(Data records Opens)
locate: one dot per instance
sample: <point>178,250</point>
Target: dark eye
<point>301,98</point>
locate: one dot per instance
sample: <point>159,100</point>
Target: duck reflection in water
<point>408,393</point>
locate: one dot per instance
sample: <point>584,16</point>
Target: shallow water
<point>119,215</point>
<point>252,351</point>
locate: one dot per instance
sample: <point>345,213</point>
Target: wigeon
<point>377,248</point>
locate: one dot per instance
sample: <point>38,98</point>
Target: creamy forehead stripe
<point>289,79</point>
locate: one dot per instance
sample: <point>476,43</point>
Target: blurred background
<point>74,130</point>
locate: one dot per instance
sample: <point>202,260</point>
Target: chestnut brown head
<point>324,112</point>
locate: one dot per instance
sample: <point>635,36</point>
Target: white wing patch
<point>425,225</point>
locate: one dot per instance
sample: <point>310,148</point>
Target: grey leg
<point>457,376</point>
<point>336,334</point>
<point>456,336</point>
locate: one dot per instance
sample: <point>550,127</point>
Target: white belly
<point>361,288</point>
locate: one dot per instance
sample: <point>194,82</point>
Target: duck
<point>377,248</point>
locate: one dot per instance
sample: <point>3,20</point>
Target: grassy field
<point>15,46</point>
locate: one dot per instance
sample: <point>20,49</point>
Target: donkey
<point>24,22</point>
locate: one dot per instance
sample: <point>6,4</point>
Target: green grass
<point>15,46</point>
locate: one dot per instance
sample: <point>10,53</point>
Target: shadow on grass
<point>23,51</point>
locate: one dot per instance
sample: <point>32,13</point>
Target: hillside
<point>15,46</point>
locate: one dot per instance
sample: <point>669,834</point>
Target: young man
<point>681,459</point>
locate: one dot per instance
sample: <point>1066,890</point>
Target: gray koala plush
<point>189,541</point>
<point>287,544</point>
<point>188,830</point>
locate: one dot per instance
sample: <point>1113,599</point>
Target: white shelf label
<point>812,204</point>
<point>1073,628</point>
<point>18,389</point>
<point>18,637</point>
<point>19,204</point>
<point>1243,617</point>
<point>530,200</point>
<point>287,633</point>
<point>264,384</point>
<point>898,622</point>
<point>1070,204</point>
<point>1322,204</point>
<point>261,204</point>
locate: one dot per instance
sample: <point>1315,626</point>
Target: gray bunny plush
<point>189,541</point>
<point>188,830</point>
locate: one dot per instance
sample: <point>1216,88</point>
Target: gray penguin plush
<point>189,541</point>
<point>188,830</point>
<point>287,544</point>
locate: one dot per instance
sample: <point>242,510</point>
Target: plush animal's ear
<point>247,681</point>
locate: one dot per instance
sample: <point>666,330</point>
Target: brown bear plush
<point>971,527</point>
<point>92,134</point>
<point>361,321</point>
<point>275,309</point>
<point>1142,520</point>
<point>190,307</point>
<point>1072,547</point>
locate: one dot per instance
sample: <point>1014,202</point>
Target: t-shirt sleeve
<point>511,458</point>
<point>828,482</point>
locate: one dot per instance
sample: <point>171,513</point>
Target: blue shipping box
(Data records Closes)
## Exercise brief
Write the listing out again, exactly as it reads.

## Solution to the exercise
locate: one dot per instance
sample: <point>178,250</point>
Target: dark eye
<point>301,98</point>
locate: one dot per instance
sample: <point>159,100</point>
Target: duck reflection in water
<point>408,393</point>
locate: one dot per instance
sample: <point>584,16</point>
Target: shallow water
<point>119,215</point>
<point>252,351</point>
locate: one dot per instance
sample: <point>345,213</point>
Target: wigeon
<point>377,248</point>
locate: one dot per instance
sample: <point>38,98</point>
Target: creamy forehead stripe
<point>289,79</point>
locate: one dot per instance
sample: <point>476,43</point>
Target: blurred background
<point>74,130</point>
locate: one dot per instance
sample: <point>202,260</point>
Target: chestnut brown head
<point>324,112</point>
locate: one dot per instance
sample: <point>635,36</point>
Target: white wing patch
<point>425,225</point>
locate: one dot per instance
sample: <point>310,148</point>
Target: grey leg
<point>457,376</point>
<point>336,334</point>
<point>456,336</point>
locate: one dot per instance
sample: <point>550,127</point>
Target: white belly
<point>361,288</point>
locate: one dot per instance
sample: <point>194,82</point>
Target: duck
<point>377,248</point>
locate: one dot per instance
sample: <point>3,20</point>
Target: grassy field
<point>15,46</point>
locate: one dot per instance
sample: <point>20,49</point>
Target: donkey
<point>24,22</point>
locate: one dot per instance
sample: <point>6,4</point>
Target: green grass
<point>15,46</point>
locate: one dot per instance
sample: <point>10,53</point>
Target: shadow on grass
<point>23,51</point>
locate: one dot per instance
sample: <point>32,13</point>
Target: hillside
<point>15,46</point>
locate: one dot per instance
sample: <point>669,834</point>
Target: young man
<point>681,459</point>
locate: one dot per instance
sample: <point>1066,890</point>
Target: gray koala plush
<point>189,541</point>
<point>287,544</point>
<point>188,830</point>
locate: one dot per instance
sample: <point>1113,599</point>
Target: white shelf label
<point>812,204</point>
<point>1073,628</point>
<point>18,389</point>
<point>18,637</point>
<point>19,204</point>
<point>1243,617</point>
<point>530,200</point>
<point>287,633</point>
<point>264,384</point>
<point>898,622</point>
<point>1070,204</point>
<point>1322,204</point>
<point>261,204</point>
locate: one dot per instance
sample: <point>1315,626</point>
Target: gray bunny plush
<point>189,541</point>
<point>188,830</point>
locate: one dot per instance
sample: <point>1216,88</point>
Target: gray penguin plush
<point>189,541</point>
<point>188,830</point>
<point>287,544</point>
locate: one dot per instance
sample: <point>242,510</point>
Target: plush animal's ear
<point>247,681</point>
locate: one dot per instance
sample: <point>666,330</point>
Target: brown bear plush
<point>971,527</point>
<point>92,134</point>
<point>361,321</point>
<point>275,309</point>
<point>1142,520</point>
<point>190,307</point>
<point>1072,547</point>
locate: one dot per instance
sample: <point>1014,202</point>
Target: t-shirt sleeve
<point>511,458</point>
<point>828,482</point>
locate: one dot per instance
sample: <point>171,513</point>
Target: blue shipping box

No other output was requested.